— LESETEXT —
★ ★ ★ ★ ★ ★ ★
Freiburger Immoralisten führen das Stück “Stammheim” auf
Schon immer der falsche Weg
Stammheim, der Stuttgarter Hochsicherheitstrakt, in dem die Heerführer der „Rote Armee Fraktion“ (RAF) einsaßen, gilt seit den 70er Jahren als Inbegriff des Konfliktes zwischen Staat und der Terrororganisation. Entsprechend hoch ist daher der Anspruch, den die Immoralisten mit diesem Stück an sich und ihr Publikum stellen; es ist bereits das dritte, mit dem sie die deutsche Psyche mitsamt ihren ideologischen Verstrickungen aufs Korn nehmen.
Die 70er Jahre, eine Zeit harscher Auseinandersetzung zwischen den Generationen. Dicke Schichten verkrusteten Spießertums galt es abzugraben. Wut peitschte die Gesellschaft voran, Wut einte die Mitglieder der RAF bis hin zum mehrfachen Mord, bis in den eigenen Tod. Dass dieses Thema dem kritischen Macher mit Grips liegen würde – Manuel Kreitmeier zeichnet für Text (nach Originaldokumenten), Regie und Szene verantwortlich – liegt auf der Hand. Dass es dieses Mal keine schwarze Lustbarkeit sein würde, die durch das schwierige Thema trägt – eine Art Markenzeichen der Truppe – ebenso. Wie also gelang es dem pfiffigen Regisseur, diesem heiklen Thema und zugleich dem eigenen Image dennoch gerecht zu werden?
★ ★ ★ ★ ★ ★ ★
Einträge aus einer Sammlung
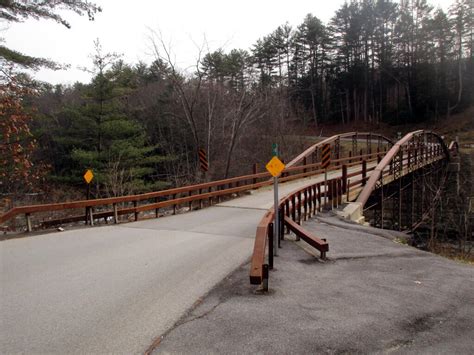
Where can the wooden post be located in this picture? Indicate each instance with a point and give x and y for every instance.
(255, 171)
(135, 204)
(91, 216)
(29, 229)
(116, 221)
(344, 178)
(364, 171)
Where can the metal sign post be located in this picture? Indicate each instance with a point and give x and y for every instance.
(275, 167)
(88, 176)
(325, 162)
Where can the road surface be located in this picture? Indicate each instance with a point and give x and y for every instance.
(114, 289)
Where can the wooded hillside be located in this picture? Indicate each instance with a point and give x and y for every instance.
(139, 126)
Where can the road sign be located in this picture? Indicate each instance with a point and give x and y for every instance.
(326, 156)
(203, 163)
(88, 176)
(275, 166)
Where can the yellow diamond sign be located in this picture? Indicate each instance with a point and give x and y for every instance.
(275, 166)
(88, 176)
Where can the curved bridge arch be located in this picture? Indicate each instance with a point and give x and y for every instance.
(335, 141)
(416, 148)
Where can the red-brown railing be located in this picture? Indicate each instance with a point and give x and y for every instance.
(201, 195)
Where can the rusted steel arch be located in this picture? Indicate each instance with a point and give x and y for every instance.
(454, 148)
(391, 155)
(336, 139)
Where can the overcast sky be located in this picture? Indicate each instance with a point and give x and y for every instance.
(124, 27)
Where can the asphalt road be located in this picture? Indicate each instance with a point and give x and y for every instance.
(115, 289)
(373, 296)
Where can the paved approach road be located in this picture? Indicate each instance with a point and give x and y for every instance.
(114, 289)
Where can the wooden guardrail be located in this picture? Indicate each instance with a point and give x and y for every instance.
(203, 194)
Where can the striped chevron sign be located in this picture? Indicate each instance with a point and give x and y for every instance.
(326, 156)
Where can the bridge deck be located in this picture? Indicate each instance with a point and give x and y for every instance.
(115, 288)
(374, 295)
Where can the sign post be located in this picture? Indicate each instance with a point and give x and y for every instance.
(88, 176)
(275, 167)
(325, 162)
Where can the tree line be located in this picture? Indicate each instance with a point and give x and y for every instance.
(139, 126)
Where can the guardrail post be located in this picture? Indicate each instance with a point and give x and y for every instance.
(364, 172)
(91, 216)
(299, 207)
(293, 209)
(348, 191)
(344, 178)
(282, 224)
(265, 276)
(135, 204)
(200, 200)
(255, 171)
(28, 223)
(305, 205)
(319, 198)
(287, 213)
(115, 213)
(270, 246)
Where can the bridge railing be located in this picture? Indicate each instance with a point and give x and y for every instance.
(301, 205)
(413, 150)
(195, 196)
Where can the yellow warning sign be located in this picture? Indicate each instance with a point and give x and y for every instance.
(88, 176)
(275, 166)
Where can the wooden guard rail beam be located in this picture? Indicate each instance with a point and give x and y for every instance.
(172, 197)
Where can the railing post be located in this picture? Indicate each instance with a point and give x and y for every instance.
(255, 171)
(282, 224)
(293, 210)
(364, 172)
(344, 178)
(265, 276)
(115, 213)
(319, 198)
(91, 216)
(190, 203)
(299, 207)
(348, 191)
(135, 204)
(270, 246)
(200, 200)
(305, 206)
(29, 229)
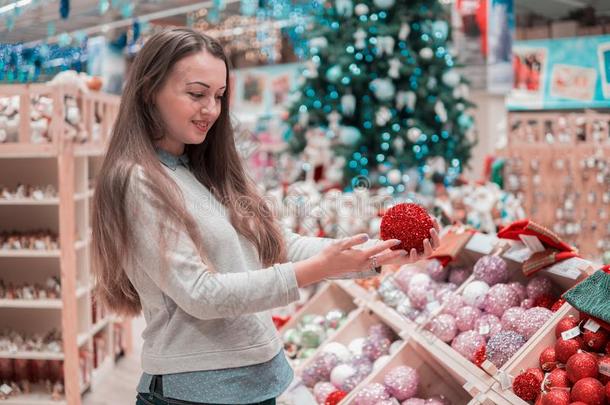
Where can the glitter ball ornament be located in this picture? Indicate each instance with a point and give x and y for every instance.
(488, 325)
(499, 298)
(502, 346)
(491, 269)
(474, 293)
(595, 341)
(335, 397)
(582, 365)
(443, 327)
(527, 386)
(538, 286)
(375, 347)
(555, 397)
(532, 320)
(409, 223)
(557, 378)
(564, 324)
(588, 390)
(371, 394)
(467, 343)
(322, 390)
(511, 318)
(548, 359)
(402, 382)
(466, 317)
(564, 349)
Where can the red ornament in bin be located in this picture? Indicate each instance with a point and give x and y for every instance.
(409, 223)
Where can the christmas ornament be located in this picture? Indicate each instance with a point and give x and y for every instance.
(502, 346)
(409, 223)
(588, 390)
(491, 269)
(511, 318)
(499, 298)
(371, 395)
(527, 386)
(548, 359)
(582, 365)
(564, 349)
(467, 343)
(474, 293)
(532, 320)
(402, 382)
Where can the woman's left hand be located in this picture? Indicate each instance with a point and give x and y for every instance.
(429, 246)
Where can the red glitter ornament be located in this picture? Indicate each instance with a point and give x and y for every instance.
(548, 360)
(556, 397)
(409, 223)
(588, 390)
(582, 365)
(545, 301)
(527, 386)
(595, 341)
(335, 397)
(564, 349)
(567, 323)
(557, 378)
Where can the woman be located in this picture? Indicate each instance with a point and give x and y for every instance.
(180, 233)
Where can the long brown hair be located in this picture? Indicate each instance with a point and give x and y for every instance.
(215, 163)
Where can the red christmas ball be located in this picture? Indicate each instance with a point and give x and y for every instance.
(564, 349)
(556, 397)
(567, 323)
(588, 390)
(548, 359)
(557, 378)
(409, 223)
(335, 397)
(595, 341)
(582, 365)
(527, 386)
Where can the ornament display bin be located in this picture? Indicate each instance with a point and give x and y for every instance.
(70, 165)
(528, 358)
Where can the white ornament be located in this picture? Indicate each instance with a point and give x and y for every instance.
(394, 176)
(441, 111)
(393, 71)
(426, 53)
(348, 104)
(362, 9)
(360, 39)
(413, 134)
(405, 30)
(383, 116)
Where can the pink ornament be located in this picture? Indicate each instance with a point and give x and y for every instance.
(491, 269)
(511, 318)
(538, 286)
(371, 394)
(532, 320)
(467, 343)
(402, 382)
(443, 327)
(322, 390)
(499, 298)
(488, 325)
(466, 317)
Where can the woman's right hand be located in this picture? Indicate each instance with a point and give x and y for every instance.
(340, 258)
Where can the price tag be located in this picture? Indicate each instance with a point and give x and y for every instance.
(532, 242)
(592, 325)
(571, 333)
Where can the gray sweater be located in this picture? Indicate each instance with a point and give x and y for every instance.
(197, 319)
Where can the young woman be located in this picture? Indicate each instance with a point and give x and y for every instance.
(181, 234)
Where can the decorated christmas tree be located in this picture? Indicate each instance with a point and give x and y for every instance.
(381, 89)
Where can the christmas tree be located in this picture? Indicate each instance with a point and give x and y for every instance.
(381, 87)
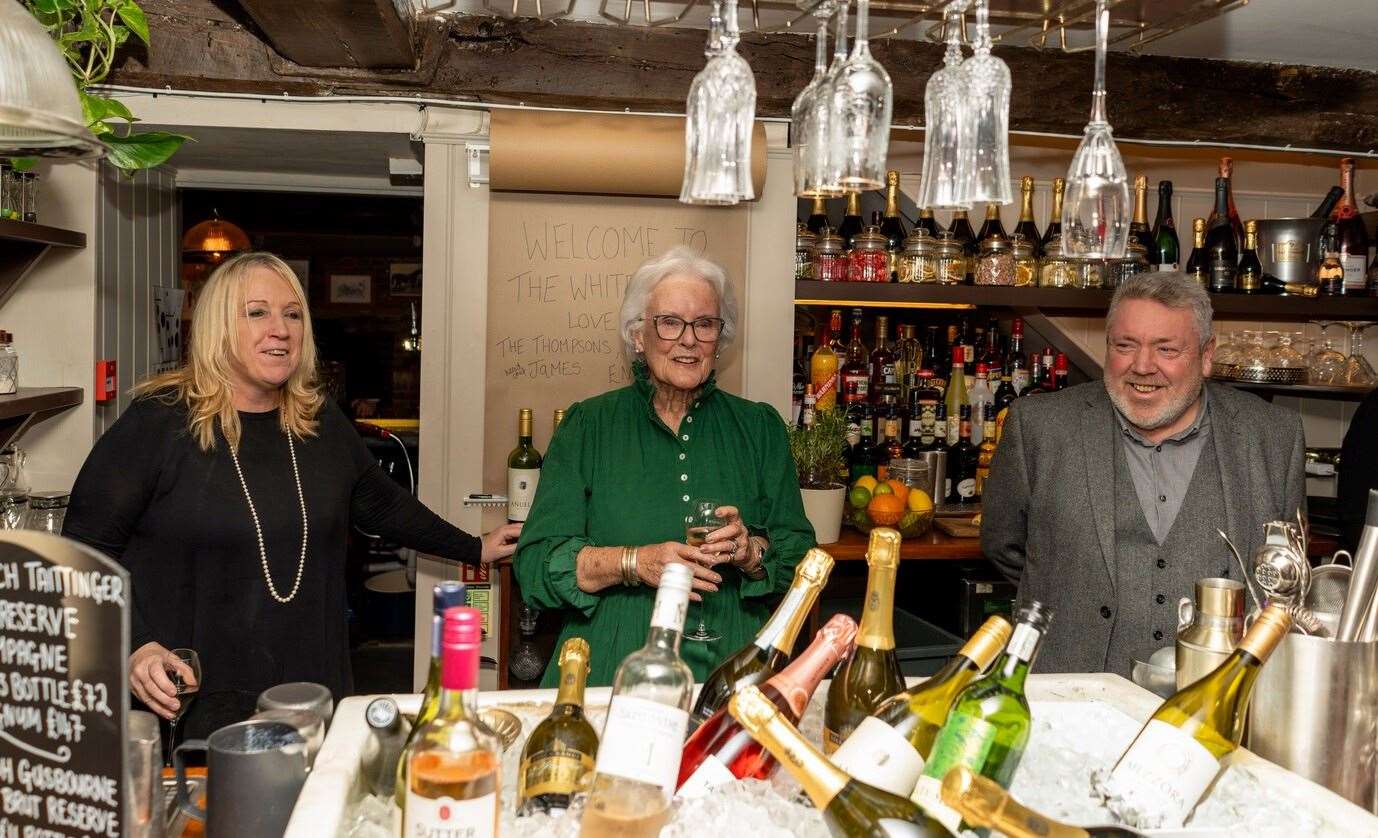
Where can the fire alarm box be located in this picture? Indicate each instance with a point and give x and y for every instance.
(105, 381)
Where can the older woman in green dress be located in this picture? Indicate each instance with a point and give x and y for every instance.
(622, 473)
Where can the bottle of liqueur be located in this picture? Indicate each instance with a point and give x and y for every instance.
(889, 747)
(455, 764)
(721, 751)
(558, 757)
(1176, 755)
(872, 673)
(1165, 252)
(988, 727)
(638, 757)
(1027, 226)
(522, 470)
(770, 651)
(849, 808)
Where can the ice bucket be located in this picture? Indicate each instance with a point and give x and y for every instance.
(1315, 713)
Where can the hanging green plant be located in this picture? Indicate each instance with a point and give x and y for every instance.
(90, 33)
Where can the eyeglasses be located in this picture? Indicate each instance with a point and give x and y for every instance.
(671, 328)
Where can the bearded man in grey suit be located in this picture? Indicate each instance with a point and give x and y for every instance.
(1104, 499)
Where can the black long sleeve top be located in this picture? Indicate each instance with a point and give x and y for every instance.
(177, 518)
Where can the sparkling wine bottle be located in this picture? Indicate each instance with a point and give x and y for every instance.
(872, 673)
(1176, 755)
(638, 755)
(455, 764)
(889, 747)
(721, 750)
(775, 642)
(560, 753)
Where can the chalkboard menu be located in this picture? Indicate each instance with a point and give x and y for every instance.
(64, 696)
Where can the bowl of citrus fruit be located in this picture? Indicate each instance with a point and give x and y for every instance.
(889, 503)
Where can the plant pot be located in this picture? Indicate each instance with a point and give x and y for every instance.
(823, 507)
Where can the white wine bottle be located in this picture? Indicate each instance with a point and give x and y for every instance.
(766, 655)
(889, 747)
(558, 755)
(872, 673)
(638, 757)
(1176, 755)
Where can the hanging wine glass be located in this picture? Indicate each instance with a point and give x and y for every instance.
(947, 161)
(987, 123)
(861, 104)
(1096, 210)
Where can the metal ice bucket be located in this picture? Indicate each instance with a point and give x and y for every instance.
(1315, 713)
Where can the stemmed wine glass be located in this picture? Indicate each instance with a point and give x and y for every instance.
(700, 521)
(1096, 210)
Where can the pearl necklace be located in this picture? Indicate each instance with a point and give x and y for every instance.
(258, 528)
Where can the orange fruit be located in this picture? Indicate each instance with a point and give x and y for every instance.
(885, 510)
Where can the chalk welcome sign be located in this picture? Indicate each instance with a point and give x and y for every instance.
(64, 702)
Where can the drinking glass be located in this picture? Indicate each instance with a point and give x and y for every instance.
(1096, 210)
(987, 124)
(700, 521)
(947, 160)
(863, 101)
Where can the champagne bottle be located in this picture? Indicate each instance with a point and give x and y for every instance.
(988, 727)
(648, 714)
(773, 645)
(850, 808)
(889, 747)
(444, 596)
(1176, 755)
(522, 470)
(455, 764)
(721, 750)
(872, 673)
(560, 753)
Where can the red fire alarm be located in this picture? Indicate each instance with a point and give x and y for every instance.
(105, 381)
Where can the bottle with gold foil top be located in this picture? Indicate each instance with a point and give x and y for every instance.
(560, 753)
(872, 673)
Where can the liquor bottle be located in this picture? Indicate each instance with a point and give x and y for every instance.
(889, 747)
(558, 757)
(962, 459)
(444, 596)
(455, 764)
(1027, 226)
(1352, 237)
(1250, 277)
(1054, 222)
(648, 714)
(770, 651)
(872, 673)
(849, 808)
(721, 750)
(1196, 265)
(852, 221)
(1221, 244)
(1177, 754)
(1165, 252)
(522, 470)
(988, 727)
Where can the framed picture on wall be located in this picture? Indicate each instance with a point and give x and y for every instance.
(352, 288)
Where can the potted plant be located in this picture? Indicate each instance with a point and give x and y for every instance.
(817, 461)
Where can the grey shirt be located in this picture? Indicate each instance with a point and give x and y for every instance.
(1162, 472)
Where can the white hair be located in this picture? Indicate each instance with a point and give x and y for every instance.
(677, 261)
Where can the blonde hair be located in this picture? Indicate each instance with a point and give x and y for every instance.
(204, 383)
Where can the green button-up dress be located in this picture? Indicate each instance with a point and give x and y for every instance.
(615, 474)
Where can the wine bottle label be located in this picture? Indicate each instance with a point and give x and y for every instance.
(1162, 775)
(521, 491)
(642, 742)
(879, 755)
(476, 818)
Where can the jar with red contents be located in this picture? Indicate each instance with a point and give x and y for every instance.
(868, 261)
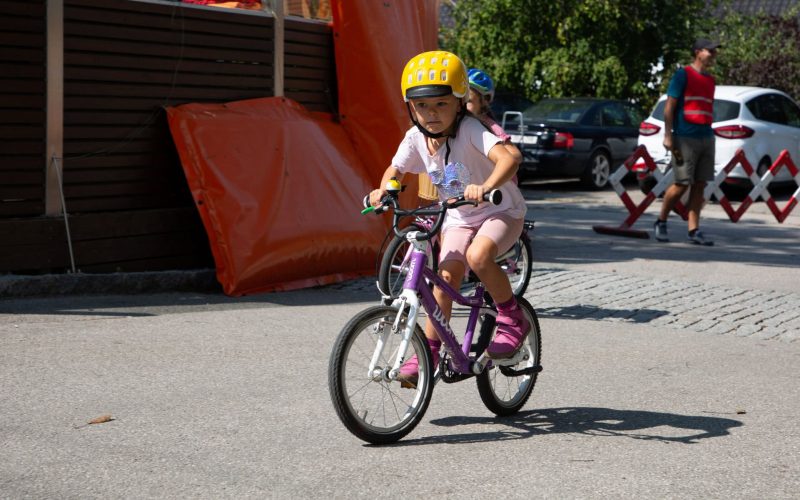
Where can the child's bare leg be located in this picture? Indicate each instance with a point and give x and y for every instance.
(452, 271)
(512, 326)
(481, 258)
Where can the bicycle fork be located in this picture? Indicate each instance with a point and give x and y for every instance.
(406, 302)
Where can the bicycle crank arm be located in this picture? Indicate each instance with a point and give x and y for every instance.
(510, 372)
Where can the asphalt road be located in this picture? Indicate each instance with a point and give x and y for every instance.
(641, 396)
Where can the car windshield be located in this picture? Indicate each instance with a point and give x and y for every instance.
(556, 111)
(723, 110)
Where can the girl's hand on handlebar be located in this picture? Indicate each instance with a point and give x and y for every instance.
(375, 196)
(474, 192)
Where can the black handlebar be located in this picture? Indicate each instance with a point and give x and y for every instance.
(495, 197)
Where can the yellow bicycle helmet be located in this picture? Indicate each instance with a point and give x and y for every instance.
(434, 74)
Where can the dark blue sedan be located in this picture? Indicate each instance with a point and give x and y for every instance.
(585, 138)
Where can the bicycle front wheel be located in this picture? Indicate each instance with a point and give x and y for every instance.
(517, 263)
(505, 389)
(370, 405)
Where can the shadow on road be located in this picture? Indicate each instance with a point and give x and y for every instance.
(589, 421)
(564, 235)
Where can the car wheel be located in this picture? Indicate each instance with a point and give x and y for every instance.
(597, 171)
(763, 166)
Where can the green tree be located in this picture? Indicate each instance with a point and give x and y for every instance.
(608, 48)
(761, 51)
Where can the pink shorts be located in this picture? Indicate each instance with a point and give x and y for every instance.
(503, 231)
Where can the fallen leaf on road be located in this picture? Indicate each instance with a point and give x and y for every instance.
(101, 420)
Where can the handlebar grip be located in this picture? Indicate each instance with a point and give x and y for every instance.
(495, 197)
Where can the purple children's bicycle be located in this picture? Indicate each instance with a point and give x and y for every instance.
(371, 348)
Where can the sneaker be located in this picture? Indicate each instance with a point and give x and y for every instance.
(409, 372)
(698, 238)
(660, 230)
(512, 328)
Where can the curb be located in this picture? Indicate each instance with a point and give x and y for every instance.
(196, 280)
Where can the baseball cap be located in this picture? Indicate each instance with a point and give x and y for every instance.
(705, 43)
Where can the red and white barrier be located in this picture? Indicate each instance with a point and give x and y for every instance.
(664, 180)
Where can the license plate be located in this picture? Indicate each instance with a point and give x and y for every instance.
(525, 139)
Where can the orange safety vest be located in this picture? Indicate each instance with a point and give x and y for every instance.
(698, 98)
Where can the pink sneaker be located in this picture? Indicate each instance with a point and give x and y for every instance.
(512, 328)
(409, 372)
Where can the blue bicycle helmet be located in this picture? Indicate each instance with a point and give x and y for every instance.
(481, 82)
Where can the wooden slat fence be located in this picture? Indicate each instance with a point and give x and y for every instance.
(22, 107)
(125, 192)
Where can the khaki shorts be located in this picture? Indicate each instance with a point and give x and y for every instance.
(503, 231)
(698, 159)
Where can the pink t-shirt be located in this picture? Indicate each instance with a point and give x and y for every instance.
(495, 128)
(468, 163)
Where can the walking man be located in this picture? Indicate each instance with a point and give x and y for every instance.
(687, 133)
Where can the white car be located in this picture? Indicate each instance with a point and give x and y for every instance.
(763, 122)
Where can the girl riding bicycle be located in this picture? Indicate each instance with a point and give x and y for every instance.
(461, 157)
(481, 93)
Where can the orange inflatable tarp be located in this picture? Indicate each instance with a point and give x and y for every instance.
(279, 191)
(278, 188)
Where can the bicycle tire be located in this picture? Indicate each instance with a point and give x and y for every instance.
(393, 269)
(375, 409)
(505, 395)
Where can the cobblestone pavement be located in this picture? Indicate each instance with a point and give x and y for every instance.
(710, 309)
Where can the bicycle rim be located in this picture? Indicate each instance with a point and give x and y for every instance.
(507, 394)
(371, 407)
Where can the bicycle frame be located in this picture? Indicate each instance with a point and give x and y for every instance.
(415, 293)
(427, 223)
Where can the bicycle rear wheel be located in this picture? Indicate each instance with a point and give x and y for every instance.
(394, 264)
(371, 406)
(505, 389)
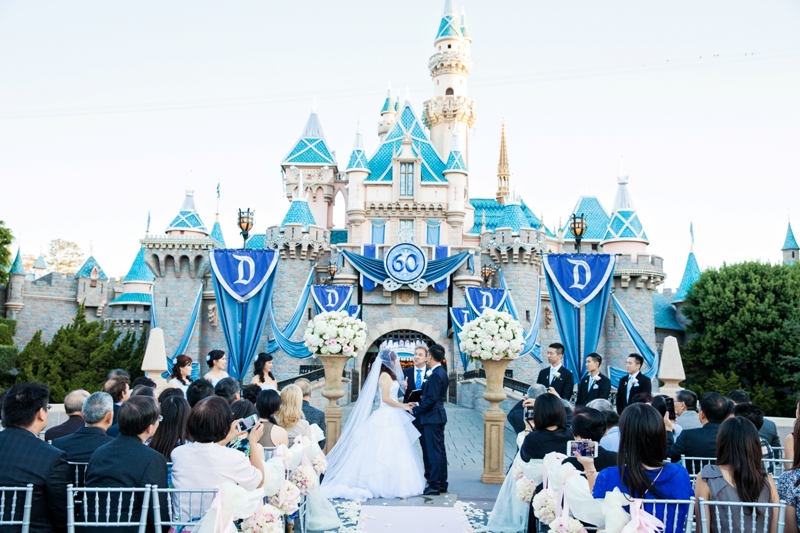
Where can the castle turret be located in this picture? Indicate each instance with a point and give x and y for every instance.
(790, 249)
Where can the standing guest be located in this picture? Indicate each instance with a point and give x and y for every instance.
(686, 409)
(557, 379)
(98, 412)
(127, 462)
(641, 471)
(738, 476)
(769, 430)
(291, 417)
(171, 432)
(594, 385)
(199, 390)
(312, 414)
(73, 403)
(28, 459)
(267, 405)
(632, 384)
(227, 388)
(181, 372)
(262, 372)
(217, 366)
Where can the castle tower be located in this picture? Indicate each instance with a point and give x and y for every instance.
(790, 249)
(449, 67)
(503, 172)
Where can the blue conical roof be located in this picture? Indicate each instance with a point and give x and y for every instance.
(790, 243)
(690, 274)
(139, 271)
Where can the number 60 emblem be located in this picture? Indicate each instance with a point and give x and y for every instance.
(405, 262)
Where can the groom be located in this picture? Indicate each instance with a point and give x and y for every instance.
(432, 417)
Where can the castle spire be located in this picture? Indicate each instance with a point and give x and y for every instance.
(503, 172)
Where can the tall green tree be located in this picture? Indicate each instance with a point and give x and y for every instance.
(745, 325)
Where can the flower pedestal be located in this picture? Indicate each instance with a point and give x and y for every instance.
(494, 422)
(334, 366)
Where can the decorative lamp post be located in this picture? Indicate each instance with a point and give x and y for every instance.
(245, 224)
(578, 227)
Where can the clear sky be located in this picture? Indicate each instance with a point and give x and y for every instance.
(111, 109)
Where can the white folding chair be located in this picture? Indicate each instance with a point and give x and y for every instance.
(108, 507)
(185, 507)
(722, 515)
(12, 506)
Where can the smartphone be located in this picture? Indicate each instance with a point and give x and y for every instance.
(584, 448)
(246, 424)
(670, 408)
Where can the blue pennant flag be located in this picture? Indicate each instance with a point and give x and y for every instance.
(331, 297)
(242, 273)
(579, 277)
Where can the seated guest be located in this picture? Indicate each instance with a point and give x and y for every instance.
(312, 414)
(269, 403)
(290, 417)
(206, 462)
(516, 416)
(590, 425)
(738, 476)
(28, 459)
(199, 390)
(641, 471)
(98, 411)
(227, 388)
(171, 431)
(73, 403)
(126, 462)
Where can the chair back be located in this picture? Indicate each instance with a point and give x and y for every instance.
(107, 507)
(185, 507)
(15, 506)
(740, 517)
(694, 465)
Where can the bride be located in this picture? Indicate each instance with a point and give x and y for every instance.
(375, 456)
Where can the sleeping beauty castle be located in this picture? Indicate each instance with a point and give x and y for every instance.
(413, 189)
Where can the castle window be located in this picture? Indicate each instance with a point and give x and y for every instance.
(406, 179)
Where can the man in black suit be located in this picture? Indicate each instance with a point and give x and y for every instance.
(702, 442)
(73, 402)
(632, 384)
(127, 462)
(557, 379)
(98, 412)
(432, 417)
(27, 459)
(594, 385)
★ ★ ★ ★ ★ ★ ★
— AUFGABE 1 —
Prüfe anhand der Theaterkritik zu „Stammheim“, ob die folgenden Aussagen zutreffen. Antworte jeweils mit Ja oder Nein und zitiere die entscheidende Textstelle wörtlich. (a) „Stammheim“ ist das erste Stück, mit dem die Immoralisten die deutsche Psyche aufs Korn nehmen. (b) Manuel Kreitmeier ist für Text, Regie und Szene verantwortlich. (c) Auch diesmal trägt schwarze Lustbarkeit durch das schwierige Thema.
— AUFGABE 2 —
Führe die Theaterkritik zu „Stammheim“ im Anschluss an ihren letzten Satz fort.

— LÖSUNG 1 —
(a) Nein: „es ist bereits das dritte, mit dem sie die deutsche Psyche mitsamt ihren ideologischen Verstrickungen aufs Korn nehmen“
(b) Ja: „Manuel Kreitmeier zeichnet für Text (nach Originaldokumenten), Regie und Szene verantwortlich“
(c) Nein: „Dass es dieses Mal keine schwarze Lustbarkeit sein würde, die durch das schwierige Thema trägt“

— LÖSUNG 2 —
Sein Rezept war wie immer: Einfachste Mittel, hervorragende Akteure mit unglaublicher Spieldichte, viel Mut und außerordentlicher Feinsinn, gepaart mit Synthesizer-Livemusik, die die Anspannung der Situation aufs Trefflichste zu charakterisieren verstand (Florian Wetter). Jungfräulich weiß liegt die sich nach hinten verjüngende Bühne vor dem Zuschauer, auf der die vier orangefarbenen Stühle und ein Mikro an der Rückwand, diese kleinlich zurechtzurücken anfangs ein Wärter (Uli Winterhager) beschäftigt ist, die einzigen Farbtupfer sind. In diese Szene brechen nun jäh einer nach dem anderen die Protagonisten Andreas Baader (Jochen Kruß), Gudrun Ensslin (Chris Meiser), Ulrike Meinhof (Anna Tomicsek) und Jan-Carl Raspe (Markus Schlüter) durch die Styropor-Seitenwände, um auf den Stühlen Platz zu nehmen.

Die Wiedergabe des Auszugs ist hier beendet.